Godspeed, Bruno Brown Bear Meets a Tragic End

The brazen bear who captured the heart of the nation is no longer. Hunters shot Bruno dead in the early hours of Monday morning after efforts to capture the brown bear alive failed. He was the first wild bear to visit Bavaria in 170 years.

Bruno the wandering bear is dead. The notorious creature was shot by hunters at 4.50 a.m. on Monday morning, near the Bavarian town of Zell in southern Germany. "The shooting has happened, the bear is dead," said Manfred Wölfl, the Bavarian government's bear expert.

After weeks of attempts to capture the increasingly cheeky bear alive, Monday was the first day that hunters had been given permission to shoot the animal. The Bavarian environment ministry had given the green light for him to be shot due to the "grave danger to people" that he posed. This was after a much-heralded team of Finnish trackers and their specially trained dogs had frustratingly failed to find the bear.

Just this past weekend there were more sightings of the brown bear. He was spotted by tourists near Spitzing Lake and three mountain bikers saw the wild animal swimming across Soin Lake. The adventurous spirits then followed him into the mountains. But when the bear turned around they beat a hasty retreat. At sometime on Saturday evening he helped himself to another sheep.

The Bavarian authorities said that Bruno was killed instantly and didn’t suffer. The bear was shot from a distance of 150 meters after being trailed by three hunters who were sent when a local man spotted him and called the police.

Dataset entries
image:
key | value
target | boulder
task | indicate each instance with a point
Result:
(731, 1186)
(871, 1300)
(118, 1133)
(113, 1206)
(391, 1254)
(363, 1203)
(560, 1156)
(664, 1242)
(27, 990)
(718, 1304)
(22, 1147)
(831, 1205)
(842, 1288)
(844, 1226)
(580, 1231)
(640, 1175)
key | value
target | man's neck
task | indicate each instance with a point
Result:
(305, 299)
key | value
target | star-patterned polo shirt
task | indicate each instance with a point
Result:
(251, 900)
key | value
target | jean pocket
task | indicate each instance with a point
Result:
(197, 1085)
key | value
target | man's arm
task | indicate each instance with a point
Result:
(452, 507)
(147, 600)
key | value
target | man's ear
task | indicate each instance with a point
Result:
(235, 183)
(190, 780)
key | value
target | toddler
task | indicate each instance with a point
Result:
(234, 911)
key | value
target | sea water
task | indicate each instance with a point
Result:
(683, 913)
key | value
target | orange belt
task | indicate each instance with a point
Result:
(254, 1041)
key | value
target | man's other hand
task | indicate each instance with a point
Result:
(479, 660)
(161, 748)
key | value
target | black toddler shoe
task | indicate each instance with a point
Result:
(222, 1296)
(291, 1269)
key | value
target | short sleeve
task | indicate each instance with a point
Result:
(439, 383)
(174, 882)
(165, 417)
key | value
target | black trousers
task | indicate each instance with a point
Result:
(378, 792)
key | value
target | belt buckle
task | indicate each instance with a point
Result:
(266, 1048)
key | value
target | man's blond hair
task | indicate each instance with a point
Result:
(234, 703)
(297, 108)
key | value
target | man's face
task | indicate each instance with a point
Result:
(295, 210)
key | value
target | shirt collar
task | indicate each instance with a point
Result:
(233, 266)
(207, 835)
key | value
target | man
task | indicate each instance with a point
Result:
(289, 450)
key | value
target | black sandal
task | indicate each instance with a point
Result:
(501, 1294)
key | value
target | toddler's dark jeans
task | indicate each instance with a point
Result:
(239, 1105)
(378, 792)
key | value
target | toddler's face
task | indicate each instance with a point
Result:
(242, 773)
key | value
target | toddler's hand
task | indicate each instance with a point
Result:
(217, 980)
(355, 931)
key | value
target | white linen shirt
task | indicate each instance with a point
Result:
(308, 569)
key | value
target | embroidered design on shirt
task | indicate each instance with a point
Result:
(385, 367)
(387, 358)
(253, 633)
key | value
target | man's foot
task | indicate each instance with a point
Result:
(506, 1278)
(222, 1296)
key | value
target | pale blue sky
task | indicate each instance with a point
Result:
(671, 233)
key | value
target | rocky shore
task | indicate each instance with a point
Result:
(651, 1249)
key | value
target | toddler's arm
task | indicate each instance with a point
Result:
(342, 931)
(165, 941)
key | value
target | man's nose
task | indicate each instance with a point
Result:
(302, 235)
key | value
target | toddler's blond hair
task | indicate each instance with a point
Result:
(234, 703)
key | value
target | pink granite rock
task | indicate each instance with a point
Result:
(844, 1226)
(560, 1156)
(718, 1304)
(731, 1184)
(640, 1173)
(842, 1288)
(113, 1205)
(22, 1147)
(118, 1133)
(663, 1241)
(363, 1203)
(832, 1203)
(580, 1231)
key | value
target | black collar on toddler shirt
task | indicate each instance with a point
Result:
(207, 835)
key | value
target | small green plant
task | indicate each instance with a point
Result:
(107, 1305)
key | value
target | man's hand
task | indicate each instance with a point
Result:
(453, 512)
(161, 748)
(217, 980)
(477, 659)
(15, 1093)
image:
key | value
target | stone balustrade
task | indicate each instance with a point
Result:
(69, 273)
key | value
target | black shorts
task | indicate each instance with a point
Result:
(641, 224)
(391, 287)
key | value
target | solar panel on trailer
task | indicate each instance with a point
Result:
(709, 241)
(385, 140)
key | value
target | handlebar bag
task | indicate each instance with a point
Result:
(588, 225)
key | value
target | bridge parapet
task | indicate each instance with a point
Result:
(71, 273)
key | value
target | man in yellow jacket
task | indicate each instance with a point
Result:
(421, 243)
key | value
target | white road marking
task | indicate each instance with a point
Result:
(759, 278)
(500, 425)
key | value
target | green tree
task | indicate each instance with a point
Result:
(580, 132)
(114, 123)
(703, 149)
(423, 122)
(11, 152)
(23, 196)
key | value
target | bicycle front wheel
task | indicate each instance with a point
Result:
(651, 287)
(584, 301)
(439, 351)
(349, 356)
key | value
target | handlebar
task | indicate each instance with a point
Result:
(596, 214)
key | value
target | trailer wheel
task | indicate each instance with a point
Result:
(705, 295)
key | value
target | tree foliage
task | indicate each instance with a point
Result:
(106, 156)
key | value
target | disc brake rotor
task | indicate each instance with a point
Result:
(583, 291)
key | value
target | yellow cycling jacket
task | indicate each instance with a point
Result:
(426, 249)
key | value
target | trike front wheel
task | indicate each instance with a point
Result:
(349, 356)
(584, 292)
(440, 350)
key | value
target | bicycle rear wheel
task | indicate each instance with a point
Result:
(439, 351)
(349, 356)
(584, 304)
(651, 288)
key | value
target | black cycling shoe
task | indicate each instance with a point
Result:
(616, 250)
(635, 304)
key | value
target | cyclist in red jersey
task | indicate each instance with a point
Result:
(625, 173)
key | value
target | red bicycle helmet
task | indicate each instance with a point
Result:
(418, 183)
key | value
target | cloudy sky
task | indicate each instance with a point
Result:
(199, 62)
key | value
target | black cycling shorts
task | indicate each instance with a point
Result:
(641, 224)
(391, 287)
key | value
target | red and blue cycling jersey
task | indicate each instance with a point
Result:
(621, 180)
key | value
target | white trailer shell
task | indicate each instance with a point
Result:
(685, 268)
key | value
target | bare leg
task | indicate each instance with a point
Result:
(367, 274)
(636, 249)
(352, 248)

* [TASKS FOR THIS EXERCISE]
A: Answer these questions on the article about Bruno the bear:
(i) At what time was Bruno shot?
(ii) Who is named as the Bavarian government's bear expert?
(iii) From what distance was the bear shot?
B: Edit the Bruno article, beginning at the words "The brazen bear who" and stopping after "government's bear expert.", and put "roaming" in place of "wandering".
The entries have no connection to the article about Bruno the bear.

* [ACTIVITY ANSWERS]
A:
(i) At 4.50 a.m. on Monday morning.
(ii) Manfred Wölfl.
(iii) From 150 meters.

B:
The brazen bear who captured the heart of the nation is no longer. Hunters shot Bruno dead in the early hours of Monday morning after efforts to capture the brown bear alive failed. He was the first wild bear to visit Bavaria in 170 years.

Bruno the roaming bear is dead. The notorious creature was shot by hunters at 4.50 a.m. on Monday morning, near the Bavarian town of Zell in southern Germany. "The shooting has happened, the bear is dead," said Manfred Wölfl, the Bavarian government's bear expert.